What you will do >>
a) According to the article on total ankle replacement below, what three things may anatomic restoration of the ankle joint achieve? List them.
b) In the article on total ankle replacement below, what range of implant survival rates do recent studies of TAR describe, and over what follow-up period?
c) Translate this sentence from the article on total ankle replacement below into Spanish: "Alignment and stability of the ankle joint are not mutually exclusive considerations for TAR."

Exercise passage >>
=== Begin Enclosure ===

Pertinent Pearls On Rebalancing Procedures With Total Ankle Replacement

While there have been a number of advances with total ankle replacement, these authors review key fundamentals for balancing unstable ankle joints, offering pearls and tips on procedure selection for soft tissue balancing as well as correction of varus and valgus imbalances.

After four generations of total ankle replacements (TARs), numerous modifications in design and alterations in approach, TAR has evolved into a reliable alternative to ankle fusion in the appropriate setting. Modern long-term TAR follow-up shows comparable results with those of ankle arthrodesis and a recent systematic review of intermediate and long-term outcomes comparing TAR with arthrodesis shows similar risks of early complications and long-term failure for both procedures.^1-5

Additionally, recent studies of TAR describe implant survival rates ranging from 70 to 95 percent during a seven- to 16-year follow-up.⁶ These encouraging clinical data are supported by bench analyses that show TAR more closely resembles normal gait in comparison with ankle arthrodesis.⁷ The principle behind the development of TAR is that anatomic restoration of the ankle joint may not only alleviate pain and improve function, but also delay the onset of adjacent joint arthritis.^8-10

Indeed, restoration of ankle alignment and stability is perhaps the most important technical consideration and goal of TAR surgery. The complex configuration of the ankle and its dynamic nature have had significant implications in the design and evolution of total ankle prostheses. Numerous studies and empirical evidence show that a more anatomic approximation of ankle alignment and stability will generally endure greater longevity.^7,9,10 It is imperative to give attention and respect to balancing unstable ankle joints when pursuing TAR, regardless of the specific system one utilizes.

Understanding The Biomechanics Of Restoring Ankle Joint Balance

Balance about the ankle joint is represented by both a static and dynamic interaction of anatomic alignment and stability. Alignment and stability of the ankle joint are not mutually exclusive considerations for TAR. They overlap significantly during ankle joint performance. Alignment, a static and dynamic factor, is predominantly dependent upon osseous quantity and quality. Stability, representing a largely dynamic factor of ankle performance and integrity, is dependent upon the osseous geometry and soft tissue quality. Together, ankle alignment and stability and their associated components provide balance about the joint, and are essential for the successful performance and durability of any TAR.

=== End Enclosure ===

Listed records >>
=== Begin Enclosure ===

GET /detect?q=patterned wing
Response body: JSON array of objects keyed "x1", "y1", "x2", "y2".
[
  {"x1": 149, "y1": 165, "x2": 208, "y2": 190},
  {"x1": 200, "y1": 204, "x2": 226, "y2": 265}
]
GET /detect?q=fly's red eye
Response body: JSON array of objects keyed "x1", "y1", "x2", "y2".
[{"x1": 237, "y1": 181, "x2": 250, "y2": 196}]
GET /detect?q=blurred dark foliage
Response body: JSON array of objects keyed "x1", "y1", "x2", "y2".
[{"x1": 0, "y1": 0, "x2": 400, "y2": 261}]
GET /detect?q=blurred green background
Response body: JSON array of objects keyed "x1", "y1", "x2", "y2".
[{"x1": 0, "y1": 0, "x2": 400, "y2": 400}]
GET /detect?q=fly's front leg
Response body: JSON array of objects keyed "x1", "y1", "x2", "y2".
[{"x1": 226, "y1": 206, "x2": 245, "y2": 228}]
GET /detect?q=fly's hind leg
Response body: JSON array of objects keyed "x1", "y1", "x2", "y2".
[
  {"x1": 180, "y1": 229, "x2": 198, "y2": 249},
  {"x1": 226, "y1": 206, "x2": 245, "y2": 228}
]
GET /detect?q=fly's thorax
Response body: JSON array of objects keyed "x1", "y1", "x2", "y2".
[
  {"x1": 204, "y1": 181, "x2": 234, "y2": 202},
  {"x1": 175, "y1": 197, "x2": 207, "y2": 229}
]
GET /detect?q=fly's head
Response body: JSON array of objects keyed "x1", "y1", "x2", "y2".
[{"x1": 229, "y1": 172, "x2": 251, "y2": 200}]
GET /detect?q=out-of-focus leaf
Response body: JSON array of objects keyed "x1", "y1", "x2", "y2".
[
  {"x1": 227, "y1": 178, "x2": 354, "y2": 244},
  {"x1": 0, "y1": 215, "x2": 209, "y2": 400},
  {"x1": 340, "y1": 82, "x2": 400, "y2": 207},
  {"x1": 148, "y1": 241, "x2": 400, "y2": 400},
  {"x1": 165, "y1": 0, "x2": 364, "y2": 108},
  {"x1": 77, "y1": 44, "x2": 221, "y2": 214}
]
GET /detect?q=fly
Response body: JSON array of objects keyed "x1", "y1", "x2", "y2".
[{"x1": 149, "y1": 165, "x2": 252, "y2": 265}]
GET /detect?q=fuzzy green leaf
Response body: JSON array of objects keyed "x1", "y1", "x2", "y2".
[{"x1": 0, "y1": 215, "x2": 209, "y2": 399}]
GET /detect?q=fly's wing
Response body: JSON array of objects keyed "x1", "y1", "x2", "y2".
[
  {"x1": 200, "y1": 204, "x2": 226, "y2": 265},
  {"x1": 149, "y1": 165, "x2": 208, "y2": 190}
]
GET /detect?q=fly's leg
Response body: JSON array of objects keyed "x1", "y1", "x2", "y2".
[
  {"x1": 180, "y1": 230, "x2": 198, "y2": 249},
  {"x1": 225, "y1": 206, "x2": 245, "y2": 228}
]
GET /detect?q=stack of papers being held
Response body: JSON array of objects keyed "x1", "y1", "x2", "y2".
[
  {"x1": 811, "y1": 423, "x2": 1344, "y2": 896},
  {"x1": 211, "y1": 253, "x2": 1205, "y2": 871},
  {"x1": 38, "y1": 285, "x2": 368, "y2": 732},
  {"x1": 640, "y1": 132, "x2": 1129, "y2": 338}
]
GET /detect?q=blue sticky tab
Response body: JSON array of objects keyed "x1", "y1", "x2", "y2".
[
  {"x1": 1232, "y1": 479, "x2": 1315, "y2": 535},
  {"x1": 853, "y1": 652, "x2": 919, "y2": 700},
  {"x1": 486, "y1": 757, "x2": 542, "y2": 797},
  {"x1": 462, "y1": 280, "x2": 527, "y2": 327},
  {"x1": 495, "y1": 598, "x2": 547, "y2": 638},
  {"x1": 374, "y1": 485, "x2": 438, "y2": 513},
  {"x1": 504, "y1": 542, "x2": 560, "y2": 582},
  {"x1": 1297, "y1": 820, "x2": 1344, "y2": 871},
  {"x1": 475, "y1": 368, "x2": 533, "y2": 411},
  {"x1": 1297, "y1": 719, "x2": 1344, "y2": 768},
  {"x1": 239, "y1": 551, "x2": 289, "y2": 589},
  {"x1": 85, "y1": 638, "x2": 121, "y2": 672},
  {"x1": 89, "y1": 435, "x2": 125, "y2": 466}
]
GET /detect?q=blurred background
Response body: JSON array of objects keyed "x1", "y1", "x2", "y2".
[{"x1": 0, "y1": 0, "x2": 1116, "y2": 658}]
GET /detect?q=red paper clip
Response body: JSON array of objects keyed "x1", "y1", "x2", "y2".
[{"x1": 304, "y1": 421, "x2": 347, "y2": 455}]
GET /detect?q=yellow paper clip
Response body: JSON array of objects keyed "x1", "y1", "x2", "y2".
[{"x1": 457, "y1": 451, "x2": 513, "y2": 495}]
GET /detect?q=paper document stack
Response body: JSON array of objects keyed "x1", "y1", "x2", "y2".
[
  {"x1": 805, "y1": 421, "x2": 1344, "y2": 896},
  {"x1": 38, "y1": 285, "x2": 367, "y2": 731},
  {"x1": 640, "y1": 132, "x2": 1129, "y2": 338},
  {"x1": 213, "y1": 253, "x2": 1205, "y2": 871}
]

=== End Enclosure ===

Results in order >>
a)
- Alleviate pain
- Improve function
- Delay the onset of adjacent joint arthritis

b) Survival rates range from 70 to 95 percent over a seven- to 16-year follow-up.

c) La alineación y la estabilidad de la articulación del tobillo no son consideraciones mutuamente excluyentes en la artroplastia total de tobillo (TAR).